**Material to process:**
━━━━━━
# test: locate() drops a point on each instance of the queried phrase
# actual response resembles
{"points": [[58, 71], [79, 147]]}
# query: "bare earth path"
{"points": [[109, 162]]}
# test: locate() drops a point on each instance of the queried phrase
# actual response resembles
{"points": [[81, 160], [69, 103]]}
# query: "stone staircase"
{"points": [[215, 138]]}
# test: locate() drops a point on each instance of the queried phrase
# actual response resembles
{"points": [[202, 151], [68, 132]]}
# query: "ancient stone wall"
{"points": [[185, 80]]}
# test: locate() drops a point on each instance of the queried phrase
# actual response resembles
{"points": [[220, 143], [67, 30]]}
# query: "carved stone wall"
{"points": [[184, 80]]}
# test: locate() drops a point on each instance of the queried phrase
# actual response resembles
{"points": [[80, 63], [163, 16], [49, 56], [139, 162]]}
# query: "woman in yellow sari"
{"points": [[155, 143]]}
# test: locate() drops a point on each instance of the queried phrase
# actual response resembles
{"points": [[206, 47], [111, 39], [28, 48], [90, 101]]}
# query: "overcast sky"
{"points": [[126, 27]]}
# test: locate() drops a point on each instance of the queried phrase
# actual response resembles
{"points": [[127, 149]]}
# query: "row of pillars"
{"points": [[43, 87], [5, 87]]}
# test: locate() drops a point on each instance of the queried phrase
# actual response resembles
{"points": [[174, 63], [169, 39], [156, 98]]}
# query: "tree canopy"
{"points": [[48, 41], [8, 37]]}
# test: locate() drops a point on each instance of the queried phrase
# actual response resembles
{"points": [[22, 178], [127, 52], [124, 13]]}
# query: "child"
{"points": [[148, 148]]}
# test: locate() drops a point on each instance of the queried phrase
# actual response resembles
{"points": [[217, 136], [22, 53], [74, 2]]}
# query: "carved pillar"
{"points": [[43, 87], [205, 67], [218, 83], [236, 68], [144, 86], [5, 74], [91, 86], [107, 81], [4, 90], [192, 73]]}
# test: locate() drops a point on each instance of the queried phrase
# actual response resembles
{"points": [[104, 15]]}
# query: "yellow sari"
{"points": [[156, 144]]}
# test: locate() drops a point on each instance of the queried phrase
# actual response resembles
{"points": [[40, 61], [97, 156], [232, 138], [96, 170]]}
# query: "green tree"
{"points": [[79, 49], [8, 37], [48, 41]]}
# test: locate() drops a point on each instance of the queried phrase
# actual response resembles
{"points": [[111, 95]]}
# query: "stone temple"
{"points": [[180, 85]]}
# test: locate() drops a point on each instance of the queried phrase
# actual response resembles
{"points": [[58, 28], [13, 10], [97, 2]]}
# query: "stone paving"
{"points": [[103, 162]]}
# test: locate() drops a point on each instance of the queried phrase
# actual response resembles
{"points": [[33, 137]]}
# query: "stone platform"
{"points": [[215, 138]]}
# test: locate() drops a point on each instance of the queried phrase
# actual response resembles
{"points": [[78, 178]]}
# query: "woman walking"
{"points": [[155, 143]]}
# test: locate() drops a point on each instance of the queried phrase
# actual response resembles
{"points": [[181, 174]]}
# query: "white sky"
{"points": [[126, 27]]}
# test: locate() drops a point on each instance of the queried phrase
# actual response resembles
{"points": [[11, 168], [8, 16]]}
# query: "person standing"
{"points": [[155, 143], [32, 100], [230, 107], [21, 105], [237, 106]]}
━━━━━━
**Instructions for the task:** Beginning with the opening line and ending with the final one, transcribe the material exactly.

**Response to the task:**
# test: locate() drops a point on each instance of the queried phrase
# actual response resembles
{"points": [[58, 71], [79, 147]]}
# query: "bare earth path"
{"points": [[109, 162]]}
# test: locate() drops a point on each instance of the queried phrase
# actual response resembles
{"points": [[81, 160], [69, 103]]}
# query: "stone staircase"
{"points": [[215, 138]]}
# test: locate() drops a point on each instance of the queried phrase
# actual response resembles
{"points": [[202, 151], [68, 132]]}
# query: "ancient stone wall"
{"points": [[185, 80]]}
# test: locate() drops a point on each instance of the queried phrase
# actual response resembles
{"points": [[220, 143], [67, 30]]}
# query: "carved stone wall"
{"points": [[184, 80]]}
# test: locate() drops a point on each instance of the queried phrase
# actual response resembles
{"points": [[80, 63], [163, 16], [49, 56], [139, 162]]}
# query: "woman in yellow sari"
{"points": [[155, 143]]}
# test: locate() drops a point on each instance of the queried phrase
# actual response resembles
{"points": [[206, 47], [111, 39], [28, 48], [90, 101]]}
# query: "overcast sky"
{"points": [[126, 27]]}
# test: locate() drops a point on each instance of the queried phrase
# actual response resembles
{"points": [[127, 149]]}
# query: "row of pillars"
{"points": [[43, 87], [5, 87]]}
# test: locate() drops a point on each instance of the queried phrase
# actual response resembles
{"points": [[174, 63], [169, 39], [156, 98]]}
# query: "tree canopy"
{"points": [[48, 41], [8, 37]]}
# test: locate() drops a point on each instance of the queried phrase
# actual response resembles
{"points": [[22, 178], [127, 52], [124, 13]]}
# query: "child"
{"points": [[148, 148]]}
# test: locate() drops a point on each instance of the queried phrase
# actual response resembles
{"points": [[217, 136], [22, 53], [74, 2]]}
# query: "carved pillar"
{"points": [[43, 87], [205, 67], [218, 83], [236, 68], [144, 86], [5, 74], [91, 86], [107, 81], [4, 90], [192, 73]]}
# test: locate() drops a point on each instance of the queried phrase
# actual response resembles
{"points": [[104, 15]]}
# query: "yellow sari"
{"points": [[156, 144]]}
# test: locate() drops a point on each instance of the queried phrase
# actual response resembles
{"points": [[40, 61], [97, 156], [232, 138], [96, 170]]}
# query: "green tree"
{"points": [[79, 49], [8, 37], [48, 41]]}
# test: locate() drops a point on each instance of the queried phrase
# actual response resembles
{"points": [[111, 95]]}
# query: "stone temple"
{"points": [[180, 85]]}
# test: locate() drops a point on each instance of the queried phrase
# actual response resembles
{"points": [[58, 28], [13, 10], [97, 2]]}
# query: "stone paving"
{"points": [[103, 162]]}
# test: locate() drops a point on each instance of the queried phrase
# actual response resembles
{"points": [[33, 137]]}
# query: "stone platform"
{"points": [[215, 138]]}
# test: locate() drops a point on each instance of the queried phrase
# actual response resembles
{"points": [[78, 178]]}
# query: "woman walking"
{"points": [[155, 143]]}
# test: locate() drops a point on each instance of the queried phrase
# actual response resembles
{"points": [[181, 174]]}
# query: "white sky"
{"points": [[126, 27]]}
# test: locate() drops a point on each instance of the queried phrase
# actual response resembles
{"points": [[11, 168], [8, 16]]}
# query: "person standing"
{"points": [[155, 143], [32, 100], [230, 107], [21, 105], [237, 106]]}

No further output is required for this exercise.